Dataset excerpts on object pointing:

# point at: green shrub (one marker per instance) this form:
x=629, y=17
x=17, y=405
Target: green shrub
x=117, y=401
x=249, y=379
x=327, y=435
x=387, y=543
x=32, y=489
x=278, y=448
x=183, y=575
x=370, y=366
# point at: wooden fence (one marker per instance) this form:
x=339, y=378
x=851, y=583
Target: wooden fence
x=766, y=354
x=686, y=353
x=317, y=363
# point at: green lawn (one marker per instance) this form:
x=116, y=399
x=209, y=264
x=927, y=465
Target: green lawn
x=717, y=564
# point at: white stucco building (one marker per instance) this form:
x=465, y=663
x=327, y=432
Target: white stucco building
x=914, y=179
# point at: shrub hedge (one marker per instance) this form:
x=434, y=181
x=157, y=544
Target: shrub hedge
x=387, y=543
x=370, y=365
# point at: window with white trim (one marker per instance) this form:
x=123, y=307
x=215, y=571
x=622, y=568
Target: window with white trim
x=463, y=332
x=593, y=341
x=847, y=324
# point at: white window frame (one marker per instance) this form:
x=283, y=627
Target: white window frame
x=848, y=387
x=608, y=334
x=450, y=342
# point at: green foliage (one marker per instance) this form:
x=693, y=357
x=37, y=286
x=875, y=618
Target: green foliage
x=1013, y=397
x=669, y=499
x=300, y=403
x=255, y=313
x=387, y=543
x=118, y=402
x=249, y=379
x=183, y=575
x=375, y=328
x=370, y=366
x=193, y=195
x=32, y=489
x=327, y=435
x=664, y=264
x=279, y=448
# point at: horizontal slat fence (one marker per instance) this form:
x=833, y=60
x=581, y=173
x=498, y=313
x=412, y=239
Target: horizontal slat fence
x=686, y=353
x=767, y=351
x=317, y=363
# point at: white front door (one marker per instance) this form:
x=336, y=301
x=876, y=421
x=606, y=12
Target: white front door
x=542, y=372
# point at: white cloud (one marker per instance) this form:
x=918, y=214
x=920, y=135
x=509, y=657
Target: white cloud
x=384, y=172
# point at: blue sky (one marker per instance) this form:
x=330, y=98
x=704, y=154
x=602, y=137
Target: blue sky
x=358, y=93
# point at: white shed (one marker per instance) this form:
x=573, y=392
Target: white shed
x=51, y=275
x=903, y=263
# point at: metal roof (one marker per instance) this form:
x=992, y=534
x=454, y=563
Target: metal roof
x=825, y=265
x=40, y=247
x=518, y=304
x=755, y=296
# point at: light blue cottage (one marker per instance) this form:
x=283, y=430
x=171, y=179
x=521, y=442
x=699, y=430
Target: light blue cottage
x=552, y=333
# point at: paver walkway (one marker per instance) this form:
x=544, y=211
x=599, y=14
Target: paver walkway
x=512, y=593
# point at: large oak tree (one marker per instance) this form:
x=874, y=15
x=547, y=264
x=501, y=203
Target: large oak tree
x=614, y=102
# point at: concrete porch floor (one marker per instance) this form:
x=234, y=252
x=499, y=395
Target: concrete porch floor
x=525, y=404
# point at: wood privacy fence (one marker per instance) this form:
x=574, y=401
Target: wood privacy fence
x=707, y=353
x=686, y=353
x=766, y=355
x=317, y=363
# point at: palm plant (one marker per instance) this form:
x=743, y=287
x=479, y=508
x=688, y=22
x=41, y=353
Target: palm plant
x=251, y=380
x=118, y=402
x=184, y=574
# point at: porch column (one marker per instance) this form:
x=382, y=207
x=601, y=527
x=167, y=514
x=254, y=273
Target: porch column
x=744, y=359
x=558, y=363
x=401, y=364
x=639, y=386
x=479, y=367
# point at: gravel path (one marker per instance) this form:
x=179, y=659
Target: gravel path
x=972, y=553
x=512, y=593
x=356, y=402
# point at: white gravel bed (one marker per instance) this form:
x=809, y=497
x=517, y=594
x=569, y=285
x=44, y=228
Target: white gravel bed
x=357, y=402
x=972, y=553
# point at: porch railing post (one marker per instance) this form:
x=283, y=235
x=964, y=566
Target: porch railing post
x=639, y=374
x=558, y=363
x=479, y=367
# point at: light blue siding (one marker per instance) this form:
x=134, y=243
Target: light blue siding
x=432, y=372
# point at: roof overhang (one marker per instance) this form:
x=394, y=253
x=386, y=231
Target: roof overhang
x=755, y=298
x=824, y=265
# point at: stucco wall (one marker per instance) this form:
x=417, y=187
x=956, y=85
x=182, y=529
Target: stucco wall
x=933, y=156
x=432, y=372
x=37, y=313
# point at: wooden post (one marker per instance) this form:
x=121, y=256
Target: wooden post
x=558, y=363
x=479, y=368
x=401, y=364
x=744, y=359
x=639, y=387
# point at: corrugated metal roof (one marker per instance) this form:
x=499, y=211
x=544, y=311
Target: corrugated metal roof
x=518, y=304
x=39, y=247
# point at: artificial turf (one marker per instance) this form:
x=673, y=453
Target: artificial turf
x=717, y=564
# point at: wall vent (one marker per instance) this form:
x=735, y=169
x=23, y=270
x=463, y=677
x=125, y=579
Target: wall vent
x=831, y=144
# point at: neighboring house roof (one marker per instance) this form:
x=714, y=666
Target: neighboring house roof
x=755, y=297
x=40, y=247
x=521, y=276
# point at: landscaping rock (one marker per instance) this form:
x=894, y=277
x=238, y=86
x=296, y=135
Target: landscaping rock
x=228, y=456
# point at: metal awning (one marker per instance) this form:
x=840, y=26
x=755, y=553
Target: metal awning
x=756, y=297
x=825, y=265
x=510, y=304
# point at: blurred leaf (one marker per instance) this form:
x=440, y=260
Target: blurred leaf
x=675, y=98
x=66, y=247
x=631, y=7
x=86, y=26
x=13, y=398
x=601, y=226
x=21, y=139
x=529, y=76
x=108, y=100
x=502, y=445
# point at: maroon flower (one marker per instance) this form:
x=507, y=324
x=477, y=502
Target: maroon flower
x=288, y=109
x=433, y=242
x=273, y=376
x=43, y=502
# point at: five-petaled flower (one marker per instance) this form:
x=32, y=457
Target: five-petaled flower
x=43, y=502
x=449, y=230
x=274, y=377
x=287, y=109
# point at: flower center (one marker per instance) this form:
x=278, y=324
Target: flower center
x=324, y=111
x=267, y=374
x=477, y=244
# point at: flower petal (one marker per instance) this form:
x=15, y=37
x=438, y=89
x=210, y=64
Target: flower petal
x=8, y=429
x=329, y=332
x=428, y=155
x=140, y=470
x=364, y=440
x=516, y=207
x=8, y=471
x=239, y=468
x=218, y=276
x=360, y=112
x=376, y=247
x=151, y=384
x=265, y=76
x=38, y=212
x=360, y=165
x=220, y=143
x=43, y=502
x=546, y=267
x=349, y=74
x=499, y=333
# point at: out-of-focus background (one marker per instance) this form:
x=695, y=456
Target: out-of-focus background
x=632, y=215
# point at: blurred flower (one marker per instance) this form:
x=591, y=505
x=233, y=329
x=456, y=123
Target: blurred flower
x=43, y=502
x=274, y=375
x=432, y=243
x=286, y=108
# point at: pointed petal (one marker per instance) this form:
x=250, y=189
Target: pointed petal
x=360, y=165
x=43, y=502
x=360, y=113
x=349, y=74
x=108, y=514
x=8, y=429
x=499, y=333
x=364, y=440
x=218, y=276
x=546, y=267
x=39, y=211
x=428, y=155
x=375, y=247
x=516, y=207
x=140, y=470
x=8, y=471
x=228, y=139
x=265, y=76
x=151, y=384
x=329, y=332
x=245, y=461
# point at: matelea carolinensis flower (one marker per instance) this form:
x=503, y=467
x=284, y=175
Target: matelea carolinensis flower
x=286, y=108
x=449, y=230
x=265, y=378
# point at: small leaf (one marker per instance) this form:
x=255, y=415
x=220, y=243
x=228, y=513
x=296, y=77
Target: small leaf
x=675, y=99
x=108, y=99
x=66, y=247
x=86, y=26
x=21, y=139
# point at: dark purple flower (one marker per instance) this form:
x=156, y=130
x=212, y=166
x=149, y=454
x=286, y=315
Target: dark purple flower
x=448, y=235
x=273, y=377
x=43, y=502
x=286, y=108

**GIVEN TASK**
Reproduce every line of the material from the line containing "# point at: matelea" through the end, inclusive, offsetting each x and y value in the answer coordinates by adding 9.

**CORRECT ANSWER**
# point at: matelea carolinensis flower (one marker per instance) this form:
x=503, y=467
x=284, y=175
Target: matelea carolinensis flower
x=295, y=117
x=458, y=239
x=274, y=387
# point at: small leaf (one marker per instance) this form:
x=255, y=415
x=220, y=243
x=228, y=513
x=296, y=77
Target: small leaf
x=684, y=108
x=117, y=108
x=75, y=256
x=95, y=35
x=30, y=148
# point at: dark purple flower (one marker per instance) this form:
x=156, y=130
x=212, y=166
x=149, y=454
x=286, y=315
Target: dark purple flower
x=457, y=244
x=282, y=386
x=52, y=511
x=295, y=117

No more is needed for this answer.